Which lines below contain "church"? Extract each of them in full.

## THE DATA
|---|
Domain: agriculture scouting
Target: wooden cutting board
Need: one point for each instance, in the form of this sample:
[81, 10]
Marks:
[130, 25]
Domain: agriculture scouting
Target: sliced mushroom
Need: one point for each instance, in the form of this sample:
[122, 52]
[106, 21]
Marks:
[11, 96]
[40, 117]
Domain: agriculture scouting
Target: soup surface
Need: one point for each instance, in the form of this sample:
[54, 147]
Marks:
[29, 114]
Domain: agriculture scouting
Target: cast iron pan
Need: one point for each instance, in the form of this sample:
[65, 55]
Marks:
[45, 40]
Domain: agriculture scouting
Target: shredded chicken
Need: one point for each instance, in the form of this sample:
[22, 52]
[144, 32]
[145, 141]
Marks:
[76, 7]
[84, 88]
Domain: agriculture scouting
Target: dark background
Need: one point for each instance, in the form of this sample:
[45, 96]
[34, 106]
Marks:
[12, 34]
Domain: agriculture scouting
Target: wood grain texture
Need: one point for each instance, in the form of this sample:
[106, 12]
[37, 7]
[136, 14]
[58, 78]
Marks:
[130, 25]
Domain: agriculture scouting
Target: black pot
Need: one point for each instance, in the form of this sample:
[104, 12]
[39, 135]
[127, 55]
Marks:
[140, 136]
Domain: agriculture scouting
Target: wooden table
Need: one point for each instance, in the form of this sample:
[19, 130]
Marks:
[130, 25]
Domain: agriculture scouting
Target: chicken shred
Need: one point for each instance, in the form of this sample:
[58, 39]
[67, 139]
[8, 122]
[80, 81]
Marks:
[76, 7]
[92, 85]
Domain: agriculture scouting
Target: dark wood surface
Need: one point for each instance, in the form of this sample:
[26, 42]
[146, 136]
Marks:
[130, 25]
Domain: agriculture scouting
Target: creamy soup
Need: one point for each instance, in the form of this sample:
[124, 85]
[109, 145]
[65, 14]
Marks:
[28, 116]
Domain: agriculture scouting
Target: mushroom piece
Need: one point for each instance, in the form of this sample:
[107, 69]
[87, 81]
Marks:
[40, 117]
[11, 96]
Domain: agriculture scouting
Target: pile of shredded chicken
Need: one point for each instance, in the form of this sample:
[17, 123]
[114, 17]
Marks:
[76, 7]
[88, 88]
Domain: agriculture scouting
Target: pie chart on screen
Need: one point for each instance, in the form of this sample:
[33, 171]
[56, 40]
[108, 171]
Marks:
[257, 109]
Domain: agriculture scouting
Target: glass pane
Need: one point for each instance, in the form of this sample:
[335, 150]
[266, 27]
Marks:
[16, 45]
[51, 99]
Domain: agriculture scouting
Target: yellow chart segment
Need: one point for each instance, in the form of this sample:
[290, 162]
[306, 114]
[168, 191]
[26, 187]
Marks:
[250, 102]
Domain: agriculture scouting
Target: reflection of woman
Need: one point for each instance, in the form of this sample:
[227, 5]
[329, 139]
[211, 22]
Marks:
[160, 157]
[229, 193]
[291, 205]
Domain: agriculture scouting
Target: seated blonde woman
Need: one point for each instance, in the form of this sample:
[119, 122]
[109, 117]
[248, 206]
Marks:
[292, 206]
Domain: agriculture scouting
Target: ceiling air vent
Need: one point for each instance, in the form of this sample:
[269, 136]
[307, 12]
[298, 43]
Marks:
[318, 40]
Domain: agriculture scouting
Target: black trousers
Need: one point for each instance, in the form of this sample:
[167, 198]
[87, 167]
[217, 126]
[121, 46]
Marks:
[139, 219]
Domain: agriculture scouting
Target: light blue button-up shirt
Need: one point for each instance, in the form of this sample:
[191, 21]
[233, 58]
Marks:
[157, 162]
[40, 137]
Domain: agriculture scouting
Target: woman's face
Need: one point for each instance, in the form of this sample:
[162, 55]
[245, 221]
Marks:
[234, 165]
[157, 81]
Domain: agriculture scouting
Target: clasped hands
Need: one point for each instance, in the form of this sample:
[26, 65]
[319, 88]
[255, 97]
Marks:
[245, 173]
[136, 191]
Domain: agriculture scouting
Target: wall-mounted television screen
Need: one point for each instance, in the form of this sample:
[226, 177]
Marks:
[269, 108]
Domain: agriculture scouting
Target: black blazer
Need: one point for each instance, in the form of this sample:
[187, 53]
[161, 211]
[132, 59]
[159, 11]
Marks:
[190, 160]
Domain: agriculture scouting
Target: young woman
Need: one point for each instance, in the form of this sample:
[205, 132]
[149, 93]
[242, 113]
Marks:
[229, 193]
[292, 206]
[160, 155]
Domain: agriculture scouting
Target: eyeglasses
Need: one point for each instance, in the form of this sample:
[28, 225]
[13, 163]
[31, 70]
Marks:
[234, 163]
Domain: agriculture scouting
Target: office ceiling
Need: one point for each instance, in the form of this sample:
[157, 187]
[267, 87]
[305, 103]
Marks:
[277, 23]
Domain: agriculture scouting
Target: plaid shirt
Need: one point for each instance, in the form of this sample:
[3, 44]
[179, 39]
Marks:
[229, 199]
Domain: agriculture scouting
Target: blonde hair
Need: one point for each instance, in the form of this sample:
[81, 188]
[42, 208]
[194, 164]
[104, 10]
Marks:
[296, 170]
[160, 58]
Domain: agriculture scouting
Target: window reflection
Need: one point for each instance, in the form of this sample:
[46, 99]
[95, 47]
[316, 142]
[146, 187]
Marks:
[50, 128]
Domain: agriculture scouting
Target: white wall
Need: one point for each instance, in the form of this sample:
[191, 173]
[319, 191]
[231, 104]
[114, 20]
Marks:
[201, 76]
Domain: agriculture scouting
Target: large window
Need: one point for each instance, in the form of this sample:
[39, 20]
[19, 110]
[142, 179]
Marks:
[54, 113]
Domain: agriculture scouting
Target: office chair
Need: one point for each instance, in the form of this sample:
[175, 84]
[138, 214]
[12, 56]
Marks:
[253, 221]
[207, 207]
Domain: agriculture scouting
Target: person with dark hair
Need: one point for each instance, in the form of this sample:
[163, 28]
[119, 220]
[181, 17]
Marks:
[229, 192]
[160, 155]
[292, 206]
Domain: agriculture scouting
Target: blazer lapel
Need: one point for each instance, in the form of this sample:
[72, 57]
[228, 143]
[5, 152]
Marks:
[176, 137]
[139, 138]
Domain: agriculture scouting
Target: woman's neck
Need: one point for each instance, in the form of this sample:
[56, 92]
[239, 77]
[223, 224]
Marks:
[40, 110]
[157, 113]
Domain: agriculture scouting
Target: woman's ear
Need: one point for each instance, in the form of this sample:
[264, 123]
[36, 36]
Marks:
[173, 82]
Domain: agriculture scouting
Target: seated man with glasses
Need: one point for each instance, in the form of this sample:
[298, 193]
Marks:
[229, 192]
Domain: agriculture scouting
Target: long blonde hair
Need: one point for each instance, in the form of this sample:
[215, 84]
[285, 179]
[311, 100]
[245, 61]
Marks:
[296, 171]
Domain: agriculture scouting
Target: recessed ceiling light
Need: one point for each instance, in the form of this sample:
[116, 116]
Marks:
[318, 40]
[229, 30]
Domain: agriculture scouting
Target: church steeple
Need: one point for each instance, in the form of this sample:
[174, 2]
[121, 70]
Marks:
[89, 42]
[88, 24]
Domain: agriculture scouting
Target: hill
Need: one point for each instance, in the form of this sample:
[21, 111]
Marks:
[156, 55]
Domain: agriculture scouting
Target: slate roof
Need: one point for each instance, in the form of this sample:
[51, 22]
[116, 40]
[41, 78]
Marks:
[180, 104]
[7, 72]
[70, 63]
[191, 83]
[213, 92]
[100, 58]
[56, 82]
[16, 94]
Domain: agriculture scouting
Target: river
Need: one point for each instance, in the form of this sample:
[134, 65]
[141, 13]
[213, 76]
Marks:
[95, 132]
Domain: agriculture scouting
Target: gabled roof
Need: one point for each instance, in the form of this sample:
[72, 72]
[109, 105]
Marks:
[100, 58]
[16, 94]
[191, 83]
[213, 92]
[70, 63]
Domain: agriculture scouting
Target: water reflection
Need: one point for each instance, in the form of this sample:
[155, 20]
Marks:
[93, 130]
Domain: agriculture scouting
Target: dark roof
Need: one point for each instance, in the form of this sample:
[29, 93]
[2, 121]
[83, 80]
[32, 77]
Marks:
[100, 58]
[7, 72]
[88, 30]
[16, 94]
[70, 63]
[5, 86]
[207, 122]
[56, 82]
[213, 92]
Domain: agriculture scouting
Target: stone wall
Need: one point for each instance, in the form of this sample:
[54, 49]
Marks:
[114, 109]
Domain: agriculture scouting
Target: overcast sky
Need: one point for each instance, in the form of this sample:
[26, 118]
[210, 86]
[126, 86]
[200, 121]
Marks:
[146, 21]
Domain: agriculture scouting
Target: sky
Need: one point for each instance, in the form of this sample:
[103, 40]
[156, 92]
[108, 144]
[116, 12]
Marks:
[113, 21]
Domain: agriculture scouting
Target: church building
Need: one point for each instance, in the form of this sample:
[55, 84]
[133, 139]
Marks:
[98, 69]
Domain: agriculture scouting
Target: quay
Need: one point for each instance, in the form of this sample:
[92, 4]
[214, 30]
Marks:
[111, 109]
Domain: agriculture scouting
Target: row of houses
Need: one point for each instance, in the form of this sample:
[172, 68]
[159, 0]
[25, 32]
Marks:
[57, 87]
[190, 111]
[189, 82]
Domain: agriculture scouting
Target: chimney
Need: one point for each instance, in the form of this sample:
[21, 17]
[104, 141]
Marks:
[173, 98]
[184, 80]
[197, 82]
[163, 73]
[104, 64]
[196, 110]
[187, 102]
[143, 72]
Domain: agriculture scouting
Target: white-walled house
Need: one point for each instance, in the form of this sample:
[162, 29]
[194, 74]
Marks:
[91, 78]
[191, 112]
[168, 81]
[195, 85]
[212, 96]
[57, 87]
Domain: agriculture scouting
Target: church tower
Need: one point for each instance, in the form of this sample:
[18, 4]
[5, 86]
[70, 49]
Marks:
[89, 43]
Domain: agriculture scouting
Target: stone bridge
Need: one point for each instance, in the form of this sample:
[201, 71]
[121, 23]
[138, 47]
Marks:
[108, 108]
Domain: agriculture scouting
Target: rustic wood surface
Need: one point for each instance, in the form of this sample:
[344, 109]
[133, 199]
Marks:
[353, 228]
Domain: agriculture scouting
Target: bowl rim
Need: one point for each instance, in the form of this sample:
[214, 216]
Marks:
|---|
## EXERCISE RESULT
Target: church steeple
Target: church building
Target: church tower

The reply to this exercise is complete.